TASK INSTRUCTIONS
Produce a perfect copy of the listing, matching each line.

Start of ENTRIES SHOWN

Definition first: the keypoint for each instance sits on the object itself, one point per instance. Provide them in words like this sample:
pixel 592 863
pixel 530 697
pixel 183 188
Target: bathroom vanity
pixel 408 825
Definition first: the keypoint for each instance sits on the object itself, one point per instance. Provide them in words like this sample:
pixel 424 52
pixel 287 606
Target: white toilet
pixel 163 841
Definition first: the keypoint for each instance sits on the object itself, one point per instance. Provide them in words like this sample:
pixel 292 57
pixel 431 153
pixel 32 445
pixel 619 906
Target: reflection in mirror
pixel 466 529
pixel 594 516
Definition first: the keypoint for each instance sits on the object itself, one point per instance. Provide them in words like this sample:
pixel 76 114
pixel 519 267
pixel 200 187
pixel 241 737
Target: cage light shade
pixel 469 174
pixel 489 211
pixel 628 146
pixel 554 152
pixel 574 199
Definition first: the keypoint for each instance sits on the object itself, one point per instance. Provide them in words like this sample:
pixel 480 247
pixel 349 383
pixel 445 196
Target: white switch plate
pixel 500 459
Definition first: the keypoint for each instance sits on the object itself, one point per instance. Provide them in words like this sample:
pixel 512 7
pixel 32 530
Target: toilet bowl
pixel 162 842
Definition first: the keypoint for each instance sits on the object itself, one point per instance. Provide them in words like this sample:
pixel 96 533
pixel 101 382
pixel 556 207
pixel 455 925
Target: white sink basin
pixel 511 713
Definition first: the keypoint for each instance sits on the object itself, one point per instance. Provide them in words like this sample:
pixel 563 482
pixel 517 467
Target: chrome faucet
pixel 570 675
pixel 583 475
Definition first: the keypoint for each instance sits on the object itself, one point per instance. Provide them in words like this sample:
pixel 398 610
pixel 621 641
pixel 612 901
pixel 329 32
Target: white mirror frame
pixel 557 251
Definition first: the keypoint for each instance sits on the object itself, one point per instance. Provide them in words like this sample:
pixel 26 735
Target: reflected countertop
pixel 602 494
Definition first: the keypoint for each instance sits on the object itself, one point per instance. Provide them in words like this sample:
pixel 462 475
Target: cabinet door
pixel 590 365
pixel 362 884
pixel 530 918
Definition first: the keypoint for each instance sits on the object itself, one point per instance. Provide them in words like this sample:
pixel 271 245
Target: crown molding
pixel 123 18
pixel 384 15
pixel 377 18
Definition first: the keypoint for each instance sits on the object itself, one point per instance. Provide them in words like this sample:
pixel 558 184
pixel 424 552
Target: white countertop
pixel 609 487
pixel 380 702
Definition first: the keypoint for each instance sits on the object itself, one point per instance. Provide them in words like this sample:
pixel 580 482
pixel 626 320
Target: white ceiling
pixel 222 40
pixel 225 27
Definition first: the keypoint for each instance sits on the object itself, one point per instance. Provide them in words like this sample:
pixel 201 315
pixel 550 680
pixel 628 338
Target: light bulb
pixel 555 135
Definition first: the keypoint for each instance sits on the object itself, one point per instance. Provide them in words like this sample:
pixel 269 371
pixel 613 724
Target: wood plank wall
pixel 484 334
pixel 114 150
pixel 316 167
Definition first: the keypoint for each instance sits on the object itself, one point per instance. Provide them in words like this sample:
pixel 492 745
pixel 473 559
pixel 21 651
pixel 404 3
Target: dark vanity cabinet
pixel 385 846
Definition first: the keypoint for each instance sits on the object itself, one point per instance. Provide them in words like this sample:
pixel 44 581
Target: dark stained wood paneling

End of ENTRIES SHOWN

ANSWER TO THIS TASK
Definition first: the keypoint for each instance sits on the object itself, one point per instance. Provide them in words like this sample:
pixel 592 863
pixel 530 697
pixel 183 188
Target: bathroom vanity
pixel 408 825
Definition first: the keypoint for each instance sits on the object itself, one point per instance. Provide them in words like this sample:
pixel 424 52
pixel 287 606
Target: white toilet
pixel 163 841
Definition first: the keypoint for each instance sits on the object itself, one point per instance. Provide them in words like this sample:
pixel 292 57
pixel 431 153
pixel 32 445
pixel 619 906
Target: reflection in mirror
pixel 466 529
pixel 594 516
Definition first: the keypoint for each instance sits on the object itself, one point per instance. Provide them in words like this sample:
pixel 76 114
pixel 519 267
pixel 200 187
pixel 241 737
Target: cage light shade
pixel 469 174
pixel 489 211
pixel 628 146
pixel 554 152
pixel 574 199
Definition first: the keypoint for each instance sits on the object itself, one point per instance. Provide them in words like this sample:
pixel 480 247
pixel 349 383
pixel 445 196
Target: white switch plate
pixel 500 459
Definition first: the keypoint for each instance sits on the object itself, one point per instance. Provide them in words like this sample:
pixel 512 7
pixel 32 530
Target: toilet bowl
pixel 162 842
Definition first: the keypoint for each instance sits on the object itself, one point per instance. Provide them in words like this sample:
pixel 96 533
pixel 101 382
pixel 556 207
pixel 455 925
Target: white sink basin
pixel 511 713
Definition first: the keypoint for each instance sits on the object itself, one point per instance. Provide them in words like this sample:
pixel 563 482
pixel 517 467
Target: chrome faucet
pixel 570 675
pixel 583 475
Definition first: the keypoint for each instance sits on the object itself, one point per instance. Provide them in words like this sample:
pixel 398 610
pixel 621 641
pixel 612 901
pixel 329 32
Target: white mirror frame
pixel 557 251
Definition first: the keypoint for each instance sits on the object itself, one point per instance. Provide them in words like this sample:
pixel 26 735
Target: reflected countertop
pixel 602 494
Definition first: the keypoint for each instance sits on the object itself, one point per instance. Provide them in words like this sample:
pixel 462 475
Target: cabinet door
pixel 590 365
pixel 362 884
pixel 530 918
Definition first: the keypoint for each instance sits on the object itself, one point per instance. Provide them in words like this sample:
pixel 271 245
Target: crown molding
pixel 123 18
pixel 384 15
pixel 377 18
Definition first: the keypoint for each instance sits on the object itself, one point per instance. Provide them in words like this sample:
pixel 558 184
pixel 424 552
Target: white countertop
pixel 609 487
pixel 380 702
Definition first: the keypoint for each instance sits on the object itself, one point per instance. Provide them in words like this sample:
pixel 580 482
pixel 626 320
Target: white ceiling
pixel 222 40
pixel 225 27
Definition first: the keypoint for each instance sits on the object itself, one point per instance. Provide them in words like this sample:
pixel 201 315
pixel 550 680
pixel 628 338
Target: light bulb
pixel 555 135
Definition first: the keypoint for each instance sits on the object itself, one point per instance. Provide them in words like this sample:
pixel 269 371
pixel 613 724
Target: wood plank wall
pixel 484 334
pixel 114 150
pixel 316 167
Definition first: the keypoint for each instance sits on the object itself, one point per instance. Provide them in words like this sample:
pixel 492 745
pixel 473 559
pixel 21 651
pixel 404 3
Target: dark vanity cabinet
pixel 385 846
Definition first: the keypoint for each instance sits on the object itself, one point per instance. Provide them in words like this sample:
pixel 44 581
Target: dark stained wood paneling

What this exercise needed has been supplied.